- Task requirements -
Your answer is the lines below, exactly, from the one that contains "Target: hay bale side" through the one that contains "Where can the large", both included.

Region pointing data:

:::

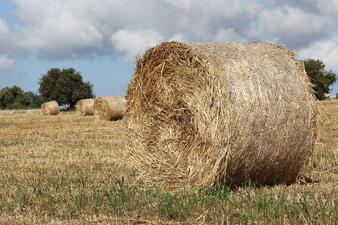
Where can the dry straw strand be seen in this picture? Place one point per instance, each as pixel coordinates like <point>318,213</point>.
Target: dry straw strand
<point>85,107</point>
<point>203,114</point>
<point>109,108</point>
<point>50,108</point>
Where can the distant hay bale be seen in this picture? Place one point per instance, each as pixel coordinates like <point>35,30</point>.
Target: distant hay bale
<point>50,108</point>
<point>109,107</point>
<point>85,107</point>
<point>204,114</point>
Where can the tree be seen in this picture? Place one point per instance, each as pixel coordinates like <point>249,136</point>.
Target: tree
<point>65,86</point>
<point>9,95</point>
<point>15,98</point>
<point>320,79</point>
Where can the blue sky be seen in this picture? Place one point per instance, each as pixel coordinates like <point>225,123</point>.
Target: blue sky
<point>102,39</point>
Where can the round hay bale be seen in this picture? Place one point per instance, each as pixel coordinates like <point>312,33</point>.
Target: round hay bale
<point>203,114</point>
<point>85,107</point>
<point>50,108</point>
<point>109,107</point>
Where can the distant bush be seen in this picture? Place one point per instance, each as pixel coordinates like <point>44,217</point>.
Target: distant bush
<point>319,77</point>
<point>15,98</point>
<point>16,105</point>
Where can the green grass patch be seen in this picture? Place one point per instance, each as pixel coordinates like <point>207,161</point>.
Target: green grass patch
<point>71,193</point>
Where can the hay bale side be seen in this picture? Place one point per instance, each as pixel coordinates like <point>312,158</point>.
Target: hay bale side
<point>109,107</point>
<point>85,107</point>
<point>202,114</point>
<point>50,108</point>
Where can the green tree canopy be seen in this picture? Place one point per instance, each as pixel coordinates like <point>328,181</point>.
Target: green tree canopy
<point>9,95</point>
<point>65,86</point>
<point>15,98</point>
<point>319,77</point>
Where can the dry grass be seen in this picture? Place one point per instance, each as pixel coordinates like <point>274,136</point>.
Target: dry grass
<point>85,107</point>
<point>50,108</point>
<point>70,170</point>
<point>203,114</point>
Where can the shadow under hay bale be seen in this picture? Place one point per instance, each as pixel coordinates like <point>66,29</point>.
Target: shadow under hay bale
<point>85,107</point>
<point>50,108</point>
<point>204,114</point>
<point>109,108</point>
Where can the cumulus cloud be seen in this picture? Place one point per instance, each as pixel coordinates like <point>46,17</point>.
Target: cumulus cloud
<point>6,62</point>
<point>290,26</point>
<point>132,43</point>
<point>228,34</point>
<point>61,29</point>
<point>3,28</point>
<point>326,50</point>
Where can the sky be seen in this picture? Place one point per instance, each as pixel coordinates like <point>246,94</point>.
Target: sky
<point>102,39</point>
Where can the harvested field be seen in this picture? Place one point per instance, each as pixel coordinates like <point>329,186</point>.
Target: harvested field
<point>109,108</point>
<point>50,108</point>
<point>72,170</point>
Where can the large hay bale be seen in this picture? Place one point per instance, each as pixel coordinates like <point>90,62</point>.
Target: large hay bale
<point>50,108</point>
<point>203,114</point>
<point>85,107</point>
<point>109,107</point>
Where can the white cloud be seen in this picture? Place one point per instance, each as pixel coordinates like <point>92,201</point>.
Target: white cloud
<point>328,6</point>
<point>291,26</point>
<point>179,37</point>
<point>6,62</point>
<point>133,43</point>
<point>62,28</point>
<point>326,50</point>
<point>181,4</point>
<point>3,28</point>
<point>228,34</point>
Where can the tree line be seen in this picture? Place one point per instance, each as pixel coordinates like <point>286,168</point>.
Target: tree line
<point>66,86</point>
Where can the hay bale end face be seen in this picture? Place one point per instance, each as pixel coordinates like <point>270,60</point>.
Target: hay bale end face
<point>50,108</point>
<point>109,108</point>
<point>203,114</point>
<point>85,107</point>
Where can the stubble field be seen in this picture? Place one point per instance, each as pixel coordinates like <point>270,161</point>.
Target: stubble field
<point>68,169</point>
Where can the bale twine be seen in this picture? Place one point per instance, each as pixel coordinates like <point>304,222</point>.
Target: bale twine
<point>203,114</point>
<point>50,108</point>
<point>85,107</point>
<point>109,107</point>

:::

- Answer to the problem -
Target: hay bale side
<point>109,107</point>
<point>85,107</point>
<point>202,114</point>
<point>50,108</point>
Where can the green tree canopy be seen in this picture? Place one point per instance, each as pixel coordinates like <point>328,181</point>.
Target: green tree canopy
<point>9,95</point>
<point>65,86</point>
<point>15,98</point>
<point>319,77</point>
Where can the dry grass be seen in this picture? Place one point per instance, each as pixel coordinates like <point>274,136</point>.
Target: dry grass
<point>85,107</point>
<point>50,108</point>
<point>70,170</point>
<point>203,114</point>
Where can the shadow under hay bale be seen in this picture? Place one point per instance, each as pixel coordinates like <point>66,29</point>.
Target: shadow under hay bale
<point>85,107</point>
<point>50,108</point>
<point>204,114</point>
<point>109,108</point>
Where can the cumulus cloud be seen in this picture? Place one point per instance, each as pixel coordinates like <point>46,17</point>.
Target: cumulus cloud
<point>6,62</point>
<point>290,26</point>
<point>132,43</point>
<point>228,34</point>
<point>61,29</point>
<point>3,28</point>
<point>326,50</point>
Where can the sky be seen in this picture? Place one point per instance, each as pixel coordinates like <point>246,94</point>.
Target: sky
<point>102,39</point>
Where can the harvested field be seen in this picture? Place one point per instance, each as pixel coordinates like <point>329,186</point>.
Target: harvested field
<point>109,108</point>
<point>50,108</point>
<point>72,170</point>
Where can the large hay bale be seen in this picture? Place one point per instance, each as pixel coordinates like <point>90,62</point>.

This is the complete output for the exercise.